[Point labeling dataset excerpts]
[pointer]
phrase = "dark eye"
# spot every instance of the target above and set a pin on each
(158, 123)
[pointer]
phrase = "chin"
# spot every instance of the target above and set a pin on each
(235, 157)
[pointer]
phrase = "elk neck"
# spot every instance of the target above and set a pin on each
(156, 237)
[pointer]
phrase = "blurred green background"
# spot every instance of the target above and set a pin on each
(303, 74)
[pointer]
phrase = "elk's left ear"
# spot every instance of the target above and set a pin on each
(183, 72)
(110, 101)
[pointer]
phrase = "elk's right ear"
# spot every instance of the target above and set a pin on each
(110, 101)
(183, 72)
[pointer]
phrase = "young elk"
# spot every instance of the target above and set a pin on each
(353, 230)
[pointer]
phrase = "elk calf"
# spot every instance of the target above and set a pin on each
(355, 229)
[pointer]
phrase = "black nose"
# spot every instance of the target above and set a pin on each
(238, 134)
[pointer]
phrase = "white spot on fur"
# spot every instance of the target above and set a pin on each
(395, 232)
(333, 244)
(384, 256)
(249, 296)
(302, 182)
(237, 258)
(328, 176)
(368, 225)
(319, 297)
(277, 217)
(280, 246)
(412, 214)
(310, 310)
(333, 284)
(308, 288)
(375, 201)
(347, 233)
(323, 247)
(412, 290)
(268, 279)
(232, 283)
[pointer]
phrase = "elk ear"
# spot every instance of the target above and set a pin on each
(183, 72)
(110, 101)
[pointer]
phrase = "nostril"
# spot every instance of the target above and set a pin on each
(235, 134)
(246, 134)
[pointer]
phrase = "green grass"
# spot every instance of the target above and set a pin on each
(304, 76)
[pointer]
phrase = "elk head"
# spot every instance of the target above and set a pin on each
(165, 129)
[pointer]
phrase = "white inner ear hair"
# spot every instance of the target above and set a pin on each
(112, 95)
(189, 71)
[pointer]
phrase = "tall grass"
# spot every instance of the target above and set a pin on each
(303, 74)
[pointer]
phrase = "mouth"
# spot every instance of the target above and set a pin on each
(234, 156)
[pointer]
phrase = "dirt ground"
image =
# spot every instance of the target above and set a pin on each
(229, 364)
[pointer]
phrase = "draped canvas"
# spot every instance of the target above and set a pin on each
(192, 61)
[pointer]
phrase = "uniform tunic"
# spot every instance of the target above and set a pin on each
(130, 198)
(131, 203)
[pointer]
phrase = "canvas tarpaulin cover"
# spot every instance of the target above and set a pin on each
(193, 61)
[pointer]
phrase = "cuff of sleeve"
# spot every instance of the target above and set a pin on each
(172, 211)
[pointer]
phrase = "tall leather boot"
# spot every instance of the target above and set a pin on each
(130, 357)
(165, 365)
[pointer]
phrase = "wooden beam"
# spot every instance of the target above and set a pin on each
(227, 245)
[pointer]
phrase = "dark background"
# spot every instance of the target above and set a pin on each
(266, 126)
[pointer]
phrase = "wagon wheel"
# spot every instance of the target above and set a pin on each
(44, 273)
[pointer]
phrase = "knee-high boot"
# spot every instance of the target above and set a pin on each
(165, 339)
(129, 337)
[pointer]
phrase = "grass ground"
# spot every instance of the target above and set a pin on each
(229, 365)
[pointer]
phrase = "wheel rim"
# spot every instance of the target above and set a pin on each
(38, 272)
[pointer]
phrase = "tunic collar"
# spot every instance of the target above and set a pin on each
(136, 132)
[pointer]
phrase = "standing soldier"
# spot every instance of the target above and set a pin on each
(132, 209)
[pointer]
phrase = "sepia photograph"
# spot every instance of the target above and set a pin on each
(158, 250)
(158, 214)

▸ **Stated task**:
Extract each record, keeping it identical to the original.

▸ **Solution for this task**:
[pointer]
phrase = "dark eye"
# spot every instance of the target above and set a pin on each
(158, 123)
[pointer]
phrase = "chin"
# spot every instance of the target above and set a pin on each
(235, 157)
[pointer]
phrase = "elk neck"
# spot every instance of the target above and set a pin on each
(156, 237)
[pointer]
phrase = "blurred green background"
# spot every instance of the target above and set a pin on each
(303, 74)
[pointer]
phrase = "elk's left ear"
# spot every instance of the target above and set a pin on each
(183, 72)
(110, 101)
[pointer]
phrase = "elk's right ear"
# spot every instance of the target above and set a pin on each
(110, 101)
(183, 72)
[pointer]
phrase = "young elk"
# spot every instance of the target above and set a pin on each
(353, 230)
[pointer]
phrase = "elk calf"
# spot every instance of the target above and set a pin on each
(355, 229)
[pointer]
phrase = "black nose"
# spot every instance of the target above and set a pin on each
(238, 134)
[pointer]
phrase = "white spot on fur"
# spot every instance of the target above and set a pin on each
(395, 232)
(333, 244)
(384, 256)
(249, 296)
(302, 182)
(237, 258)
(328, 176)
(368, 225)
(319, 297)
(277, 217)
(280, 246)
(412, 214)
(310, 310)
(333, 284)
(308, 288)
(375, 201)
(347, 233)
(323, 247)
(412, 290)
(268, 279)
(232, 283)
[pointer]
phrase = "elk ear"
# spot every instance of the target above and set a pin on each
(183, 72)
(110, 101)
[pointer]
phrase = "nostril"
# spot every instance of the target above and set a pin on each
(235, 134)
(246, 134)
[pointer]
phrase = "green grass"
# spot every instance of the target above and set a pin on each
(304, 76)
[pointer]
phrase = "elk head"
# spot every instance of the target above and set a pin on each
(165, 129)
[pointer]
phrase = "white inner ear hair"
# spot every instance of the target above and set a pin on each
(112, 95)
(189, 71)
[pointer]
phrase = "tall grass"
# spot every instance of the target above and set a pin on each
(303, 74)
[pointer]
phrase = "mouth"
# spot every instance of the target above and set a pin on each
(234, 156)
[pointer]
phrase = "dirt ground"
image =
# spot every instance of the target above and set a pin on each
(229, 364)
[pointer]
phrase = "draped canvas"
# spot every instance of the target above and set a pin on each
(192, 61)
[pointer]
phrase = "uniform tunic"
# spot every instance of the target above and set a pin on each
(130, 198)
(131, 203)
[pointer]
phrase = "canvas tarpaulin cover"
# spot every instance of the target above and set a pin on each
(193, 61)
[pointer]
phrase = "cuff of sleeve"
# spot every instance of the target above and set a pin on each
(172, 211)
[pointer]
phrase = "tall leather boot"
# spot every instance of the target above and set a pin on each
(130, 357)
(165, 365)
[pointer]
phrase = "wooden beam"
# spot every instance of the target above and set a pin on each
(227, 245)
[pointer]
phrase = "dark background"
# spot every instance of the target above and set a pin on each
(266, 126)
[pointer]
phrase = "wagon wheel"
# spot every instance of the target above and set a pin on each
(44, 273)
[pointer]
phrase = "knee-high boot"
# spot every instance of the target above and set a pin on each
(165, 339)
(129, 337)
[pointer]
phrase = "grass ground"
# spot every instance of the target above and set a pin on each
(229, 365)
[pointer]
phrase = "wheel rim"
# spot every instance of the target above and set a pin on each
(38, 272)
[pointer]
phrase = "tunic collar"
# spot every instance of the target above and set a pin on each
(136, 132)
[pointer]
phrase = "standing soldier"
# spot every instance of the target above and set a pin on each
(132, 209)
[pointer]
phrase = "sepia photograph"
# spot every instance of the target above and set a pin on each
(158, 250)
(158, 214)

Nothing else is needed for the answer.